* [BRIEF]
Reproduce the data below word for word, from its start through the line that contains "[0, 43, 696, 392]", including both ends. Leave the pictures out of your copy.

+ + + + + + +

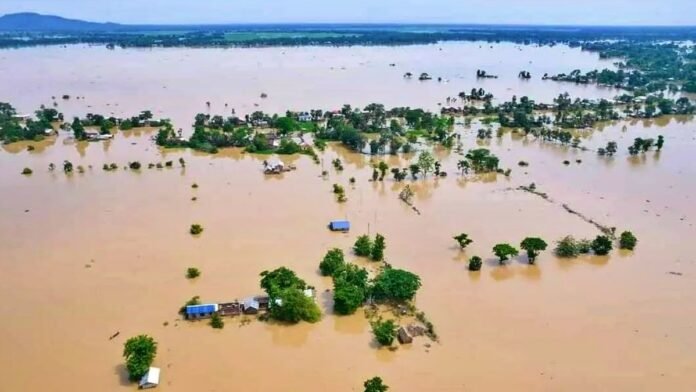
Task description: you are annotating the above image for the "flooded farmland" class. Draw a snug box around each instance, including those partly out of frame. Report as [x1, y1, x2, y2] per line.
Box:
[0, 43, 696, 391]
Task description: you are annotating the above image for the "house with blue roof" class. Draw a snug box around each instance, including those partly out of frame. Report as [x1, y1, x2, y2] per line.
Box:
[186, 304, 219, 320]
[329, 220, 350, 232]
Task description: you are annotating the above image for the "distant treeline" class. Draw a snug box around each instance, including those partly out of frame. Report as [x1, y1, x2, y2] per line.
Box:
[0, 25, 696, 48]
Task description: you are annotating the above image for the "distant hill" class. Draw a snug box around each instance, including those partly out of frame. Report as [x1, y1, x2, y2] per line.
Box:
[0, 12, 121, 31]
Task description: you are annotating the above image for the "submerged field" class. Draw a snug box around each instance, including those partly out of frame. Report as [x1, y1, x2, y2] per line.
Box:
[0, 43, 696, 391]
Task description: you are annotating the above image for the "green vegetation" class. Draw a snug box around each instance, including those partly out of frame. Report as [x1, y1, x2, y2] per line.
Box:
[210, 313, 225, 329]
[372, 320, 397, 346]
[520, 237, 548, 264]
[189, 223, 203, 235]
[592, 235, 614, 256]
[619, 231, 638, 250]
[261, 267, 321, 323]
[372, 266, 421, 302]
[319, 248, 346, 276]
[493, 244, 519, 264]
[186, 267, 201, 279]
[454, 233, 474, 249]
[353, 235, 372, 257]
[363, 377, 389, 392]
[370, 233, 387, 261]
[123, 335, 157, 381]
[469, 256, 483, 271]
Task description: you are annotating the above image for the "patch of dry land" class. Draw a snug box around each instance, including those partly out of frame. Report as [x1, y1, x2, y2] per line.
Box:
[0, 43, 696, 392]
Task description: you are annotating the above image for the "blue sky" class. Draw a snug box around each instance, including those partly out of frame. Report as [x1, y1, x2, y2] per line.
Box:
[0, 0, 696, 25]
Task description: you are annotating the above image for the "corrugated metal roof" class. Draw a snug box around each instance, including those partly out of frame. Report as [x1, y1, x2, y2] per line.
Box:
[186, 304, 218, 315]
[329, 220, 350, 230]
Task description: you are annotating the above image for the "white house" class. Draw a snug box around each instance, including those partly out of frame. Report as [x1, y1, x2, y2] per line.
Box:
[138, 367, 160, 389]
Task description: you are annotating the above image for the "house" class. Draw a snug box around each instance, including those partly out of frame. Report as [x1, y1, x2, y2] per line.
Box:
[186, 304, 220, 320]
[242, 297, 261, 314]
[329, 220, 350, 232]
[297, 112, 312, 122]
[138, 367, 160, 389]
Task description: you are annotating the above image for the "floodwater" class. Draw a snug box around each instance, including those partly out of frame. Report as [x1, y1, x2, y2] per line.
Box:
[0, 44, 696, 391]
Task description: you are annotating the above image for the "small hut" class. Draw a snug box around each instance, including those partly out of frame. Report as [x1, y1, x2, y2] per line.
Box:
[138, 367, 160, 389]
[329, 220, 350, 232]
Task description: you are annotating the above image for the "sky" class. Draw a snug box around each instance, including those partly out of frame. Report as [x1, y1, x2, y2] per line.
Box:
[0, 0, 696, 26]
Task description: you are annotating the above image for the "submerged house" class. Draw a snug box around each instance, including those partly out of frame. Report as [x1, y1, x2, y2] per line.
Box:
[186, 304, 220, 320]
[329, 220, 350, 232]
[138, 367, 160, 389]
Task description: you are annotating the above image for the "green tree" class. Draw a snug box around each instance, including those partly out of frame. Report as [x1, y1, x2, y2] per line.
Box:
[454, 233, 474, 249]
[319, 248, 346, 276]
[418, 151, 435, 176]
[210, 313, 225, 329]
[123, 335, 157, 381]
[363, 377, 389, 392]
[372, 320, 397, 346]
[353, 235, 372, 257]
[493, 244, 519, 264]
[619, 231, 638, 250]
[372, 267, 421, 301]
[554, 236, 580, 258]
[469, 256, 483, 271]
[261, 267, 307, 298]
[592, 235, 614, 256]
[334, 279, 365, 314]
[270, 287, 321, 323]
[370, 234, 387, 261]
[520, 237, 548, 264]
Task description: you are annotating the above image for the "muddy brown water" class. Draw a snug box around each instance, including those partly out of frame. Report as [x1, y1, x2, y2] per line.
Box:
[0, 44, 696, 391]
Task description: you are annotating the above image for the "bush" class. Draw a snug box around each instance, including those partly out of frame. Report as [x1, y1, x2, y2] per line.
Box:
[353, 235, 372, 257]
[370, 234, 387, 261]
[210, 313, 225, 329]
[186, 267, 201, 279]
[619, 231, 638, 250]
[554, 236, 580, 258]
[592, 235, 614, 256]
[372, 268, 421, 301]
[363, 377, 389, 392]
[469, 256, 483, 271]
[319, 248, 346, 276]
[372, 320, 396, 346]
[123, 335, 157, 381]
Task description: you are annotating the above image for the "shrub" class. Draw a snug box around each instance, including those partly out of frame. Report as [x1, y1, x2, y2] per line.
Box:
[319, 248, 346, 276]
[353, 235, 372, 257]
[592, 235, 614, 256]
[372, 320, 396, 346]
[186, 267, 201, 279]
[123, 335, 157, 381]
[554, 236, 580, 258]
[469, 256, 483, 271]
[370, 234, 387, 261]
[210, 313, 225, 329]
[619, 231, 638, 250]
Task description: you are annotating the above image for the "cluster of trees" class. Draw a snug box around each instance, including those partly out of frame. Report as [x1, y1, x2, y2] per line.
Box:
[0, 102, 63, 143]
[554, 231, 638, 258]
[261, 267, 321, 323]
[123, 335, 157, 381]
[353, 233, 387, 261]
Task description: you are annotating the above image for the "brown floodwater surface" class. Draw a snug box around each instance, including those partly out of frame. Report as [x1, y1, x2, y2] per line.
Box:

+ + + + + + +

* [RESULT OF THIS TASK]
Task description: you are annotating the above image for the "flooded farmland" class. Draw a snug box around each instance, including those partly out of frame. Report as [x1, y1, x2, y2] per line.
Box:
[0, 43, 696, 391]
Task description: you are annotating the above image for the "house with blue roof" class. Draw a snug box around each instance, including those partly out of frame. Report as [x1, y1, x2, y2] per line.
Box:
[186, 304, 219, 320]
[329, 220, 350, 232]
Task description: you are annotating the above image for the "distant treeline" class. Draw a snug box around each instance, including those partly out of frame. Report as [x1, y1, x2, y2] per line.
Box:
[0, 25, 696, 48]
Task description: you are annotating the above image for the "distant hill" class. Draw a snug box around each instance, including those partly out of frame. Report as [x1, y1, x2, y2] per line.
Box:
[0, 12, 121, 31]
Task description: you are annotating the above image for the "submerged field" class. Draw a snug box around each instance, including those partly out of frame. Report as [x1, y1, x2, y2] per line.
Box:
[0, 43, 696, 391]
Task description: you are annotating the above image for the "green vegetation" class. Draw a snug box around each instance, including those partly out of frame. Report as [x1, y1, x2, y2] per line.
Box:
[210, 313, 225, 329]
[372, 320, 397, 346]
[520, 237, 548, 264]
[189, 223, 203, 235]
[592, 235, 614, 256]
[619, 231, 638, 250]
[261, 267, 321, 323]
[372, 266, 421, 302]
[319, 248, 346, 276]
[493, 244, 519, 264]
[186, 267, 201, 279]
[454, 233, 474, 249]
[353, 235, 372, 257]
[363, 377, 389, 392]
[370, 233, 387, 261]
[123, 335, 157, 381]
[469, 256, 483, 271]
Task description: you are annotating the above image for the "patch of dry land" class. Draw a snug box around each instance, including those partly out of frame. Report as [x1, y1, x2, y2] per line.
Box:
[0, 43, 696, 392]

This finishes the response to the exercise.